Texte choisi ▸
..........

Je vais aborder
le problème de l’angoisse provoquée par la perversion à partir de la
psychopathologie de la vie ordinaire. La question du voile islamique, qui a
agité la société française dans les dernières décennies, en donne un exemple.
La féminité pose spontanément une énigme, il est inutile d’obliger une fille à
se voiler, elle voilera d’elle-même cette féminité à sa manière, justement pour
la montrer. Ce voile éventuel est tissé dans la même étoffe souple que le
refoulement. Et pourtant l’histoire montre qu’il peut se transformer en
répression de fer. Il représente alors un symbole « crucial », à la
croisée de son refoulement spontané et de la répression du désir
« du » père,. Le voile est devenu culturel après avoir été un
excitant, lui qui fut d’abord au service du désir. Le signe de l’interdit du
père, étincelle d’une excitation transgressive, s’est métamorphosé en celui de
sa jalousie répressive. Il existe
d’autres symboles dressés à la croisée de la répression et de l’érotisme. Comme
le voile, ils déclenchent d’un côté l’excitation à titre de fétiches, et de
l’autre ce sont des instruments répressifs. Ainsi de l’érotisme du pied
féminin, qui a pris la forme d’une répression en Orient, et d’une séduction en
Occident. Des contraintes psychiques identiques se sont imposées sous des
formes contraires en des pôles opposés de la planète. Louis XIV fut - paraît-il
- le premier à mettre des talons hauts, lui que sa courte taille empêchait de
toiser ses courtisanes à sa guise. Le Roi Soleil aurait ainsi inventé sans le
vouloir un fétiche, lorsque les femmes lui emboîtèrent le pas et chaussèrent
elles aussi des escarpins. Les talons hauts font depuis trembler les hommes,
dont certains en font le centre solaire de leur excitation. A Paris, en
courant comme elle peut sur ses hauts talons, une femme peut penser à ses sœurs
chinoises, dont les pieds furent si longtemps bandés. Pourquoi cette
prédilection pour les pieds torturés des patriarches de l’Empire du
Milieu ? Si l’on ose dire, pieds bandés pour bander, cette réduction du pied à
celui d’une petite fille fut la source de leur excitation.[1]
Si deux cultures qui s’ignorèrent à ce point, celle de la Chine et celle de
l’Occident, se passionnèrent pour le pied féminin, c’est que les invariants de
l’inconscient sont des créations subjectives autonomes. Mais ce qui fut
excitant à Versailles, fut répressif à Pékin. Dans le bric à
brac des bizarreries de la sexualité, un fétiche désigne cet accessoire qui provoque
l’excitation et même parfois à lui seul une jouissance complète. C’est la
chaussure à talons hauts, un certain habit, la lingerie, une cravache etc.

..........

Éléments conservés d'une collection
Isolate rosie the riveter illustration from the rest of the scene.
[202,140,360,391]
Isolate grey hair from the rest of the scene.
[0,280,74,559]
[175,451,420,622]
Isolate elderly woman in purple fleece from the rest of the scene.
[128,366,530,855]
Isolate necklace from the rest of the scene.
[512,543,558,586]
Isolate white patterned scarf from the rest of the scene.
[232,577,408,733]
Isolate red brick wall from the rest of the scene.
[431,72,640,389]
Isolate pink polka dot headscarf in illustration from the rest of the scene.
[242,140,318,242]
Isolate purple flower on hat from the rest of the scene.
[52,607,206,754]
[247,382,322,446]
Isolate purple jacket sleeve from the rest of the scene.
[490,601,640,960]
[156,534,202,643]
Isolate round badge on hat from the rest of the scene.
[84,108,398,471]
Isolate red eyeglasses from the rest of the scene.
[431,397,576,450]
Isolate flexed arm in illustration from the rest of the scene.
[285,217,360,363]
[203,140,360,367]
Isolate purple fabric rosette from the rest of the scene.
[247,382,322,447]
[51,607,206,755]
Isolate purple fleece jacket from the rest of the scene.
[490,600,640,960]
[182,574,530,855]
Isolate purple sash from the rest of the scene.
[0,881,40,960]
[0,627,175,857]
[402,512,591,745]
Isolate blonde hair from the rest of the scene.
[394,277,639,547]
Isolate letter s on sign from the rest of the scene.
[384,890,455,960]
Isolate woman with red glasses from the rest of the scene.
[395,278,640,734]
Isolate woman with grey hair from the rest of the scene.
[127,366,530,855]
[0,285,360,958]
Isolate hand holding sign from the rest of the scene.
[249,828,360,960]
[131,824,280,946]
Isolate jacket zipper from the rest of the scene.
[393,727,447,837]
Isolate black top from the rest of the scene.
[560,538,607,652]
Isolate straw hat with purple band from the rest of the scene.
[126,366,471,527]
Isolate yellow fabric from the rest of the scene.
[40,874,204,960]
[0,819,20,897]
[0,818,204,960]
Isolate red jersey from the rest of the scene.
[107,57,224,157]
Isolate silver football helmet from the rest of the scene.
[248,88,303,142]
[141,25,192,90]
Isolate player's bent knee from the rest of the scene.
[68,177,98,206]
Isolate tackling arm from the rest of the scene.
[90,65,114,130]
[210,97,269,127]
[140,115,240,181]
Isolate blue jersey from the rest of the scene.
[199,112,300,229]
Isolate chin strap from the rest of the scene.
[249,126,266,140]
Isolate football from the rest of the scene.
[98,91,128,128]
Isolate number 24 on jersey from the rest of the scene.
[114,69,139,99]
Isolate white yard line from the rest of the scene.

..........

Travail demandé ▸
#1 Traduisez en anglais cette phrase du texte sur le voile et les fétiches : « Des contraintes psychiques identiques se sont imposées sous des formes contraires en des pôles opposés de la planète. »
#2 Poursuivez le texte sur le voile et les fétiches après sa dernière phrase.

Réponses aux consignes ▸
#1 Identical psychic constraints asserted themselves in contrary forms at opposite poles of the planet.

#2
Cette définition restrictive enferme le fétichisme dans un cadre étroit, alors
qu’il a un rôle universel, au point de croisement du refoulement et de la
répression. Il émarge au tableau des perversions, mais aussi à grande échelle à
la panoplie érotique d’une culture. Chacun en use plus ou moins pour feinter
son refoulement. Le fétiche se fond souvent dans le décor, sans que l’on sache
d’où il vient et pourquoi il commande du haut de son impersonnalité. Car il
commande l’intimité profonde de l’érotisme, et il fournit un bel exemple du
formatage culturel de la sexualité, cher à Judith Butler : s’il existe un
terrain où « l’imitation » montre sa grande efficacité pratique,
c’est bien celui de l’affichage de toutes sortes de fétiches.
Le point de vue
de Freud sur la question n’est-il pas resté coincé dans le cadre médico-légal
de son temps[2] ? En tous cas il est
resté unilatéral, comme si le fétiche était seulement le symbole du déni de la
castration maternelle. Si c’était le cas, que dire alors de l’excitation
provoquée par la mode, le costume, l’uniforme, la blouse blanche ou un
accessoire d’apparence aussi neutre qu’une cravate ? C’est le caractère
tellement superflu et à peine décoratif de la cravate qui m’a fait
découvrir l’autre versant du fétiche quand je me suis demandé pourquoi en
certains lieux elle était obligatoire ![3]
D’où vient-elle, et qui lui a donné son pouvoir ? Elle correspond à une
obligation protocolaire : celui qui ne la porte pas quand il le faut
transgresse. Son arbitraire a donc la valeur d’un signe du père. Cette remarque
montre le fétiche sous un jour nouveau : cette Aura paternelle lui donne
en même temps sa puissance excitante, et sa dimension culturelle. Elle concerne
une multitude d’autres fétiches, bijoux, mode vestimentaire etc. Ils sont tous
marqués par le même commandement. Un lien direct s’impose entre ce genre de
fétiche et le tabou paternel.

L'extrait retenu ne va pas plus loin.